- ASSIGNMENT: In the records that follow, find the line with "[pin] slate roof -- one per line"; from there, retype every line exactly through the line with "[pin] scooter seat -- one per line", which also belongs to the answer.

-*-

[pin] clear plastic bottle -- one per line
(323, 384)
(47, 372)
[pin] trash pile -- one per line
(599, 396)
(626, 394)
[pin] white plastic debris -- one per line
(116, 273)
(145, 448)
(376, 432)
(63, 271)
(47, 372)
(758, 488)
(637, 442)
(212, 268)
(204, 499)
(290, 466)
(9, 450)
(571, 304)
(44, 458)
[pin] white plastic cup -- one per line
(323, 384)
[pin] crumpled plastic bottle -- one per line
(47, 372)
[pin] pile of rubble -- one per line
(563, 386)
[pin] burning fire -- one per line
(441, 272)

-*-

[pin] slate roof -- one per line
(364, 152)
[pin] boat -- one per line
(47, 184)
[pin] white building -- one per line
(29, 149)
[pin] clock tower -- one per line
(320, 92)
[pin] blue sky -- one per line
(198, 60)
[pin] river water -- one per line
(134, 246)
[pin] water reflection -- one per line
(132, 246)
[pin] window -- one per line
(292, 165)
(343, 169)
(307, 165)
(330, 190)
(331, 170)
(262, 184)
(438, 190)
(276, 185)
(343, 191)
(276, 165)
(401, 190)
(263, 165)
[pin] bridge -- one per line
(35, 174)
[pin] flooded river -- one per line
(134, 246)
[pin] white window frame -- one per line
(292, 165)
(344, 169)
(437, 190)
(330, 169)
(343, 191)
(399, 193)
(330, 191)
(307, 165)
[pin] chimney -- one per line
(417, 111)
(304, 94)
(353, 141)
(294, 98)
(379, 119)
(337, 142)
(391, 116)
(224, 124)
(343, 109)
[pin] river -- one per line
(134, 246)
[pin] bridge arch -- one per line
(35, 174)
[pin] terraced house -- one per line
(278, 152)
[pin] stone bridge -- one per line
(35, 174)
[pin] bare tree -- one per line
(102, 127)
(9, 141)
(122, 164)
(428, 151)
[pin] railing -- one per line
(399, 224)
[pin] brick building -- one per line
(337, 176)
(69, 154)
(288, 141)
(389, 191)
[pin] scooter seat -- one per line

-*-

- ANSWER BOX:
[pin] slate roof -- one per line
(364, 152)
[pin] boat -- one per line
(47, 184)
[pin] white building -- one per line
(29, 149)
[pin] clock tower -- one per line
(320, 92)
[pin] blue sky -- one per line
(198, 60)
[pin] river water -- one per line
(134, 246)
[pin] water reflection -- one per line
(132, 246)
[pin] window -- one per line
(292, 165)
(343, 169)
(307, 165)
(330, 190)
(331, 170)
(262, 184)
(438, 190)
(276, 185)
(343, 191)
(276, 165)
(401, 190)
(263, 165)
[pin] bridge -- one per line
(35, 174)
[pin] flooded river -- one per line
(134, 246)
[pin] white window frame -- one per line
(292, 165)
(344, 169)
(437, 190)
(330, 169)
(343, 191)
(399, 193)
(330, 191)
(307, 165)
[pin] chimney -- one per line
(417, 111)
(304, 94)
(353, 141)
(294, 98)
(379, 119)
(337, 142)
(391, 116)
(224, 124)
(343, 109)
[pin] river -- one per line
(134, 246)
[pin] bridge arch -- one per line
(35, 174)
[pin] terraced house -- one per line
(278, 152)
[pin] stone bridge -- one per line
(35, 174)
[pin] bare tree -- one per line
(102, 127)
(9, 141)
(122, 164)
(428, 151)
[pin] railing -- one per line
(399, 224)
[pin] brick building -- one per line
(337, 176)
(69, 154)
(288, 141)
(389, 191)
[pin] scooter seat -- one per line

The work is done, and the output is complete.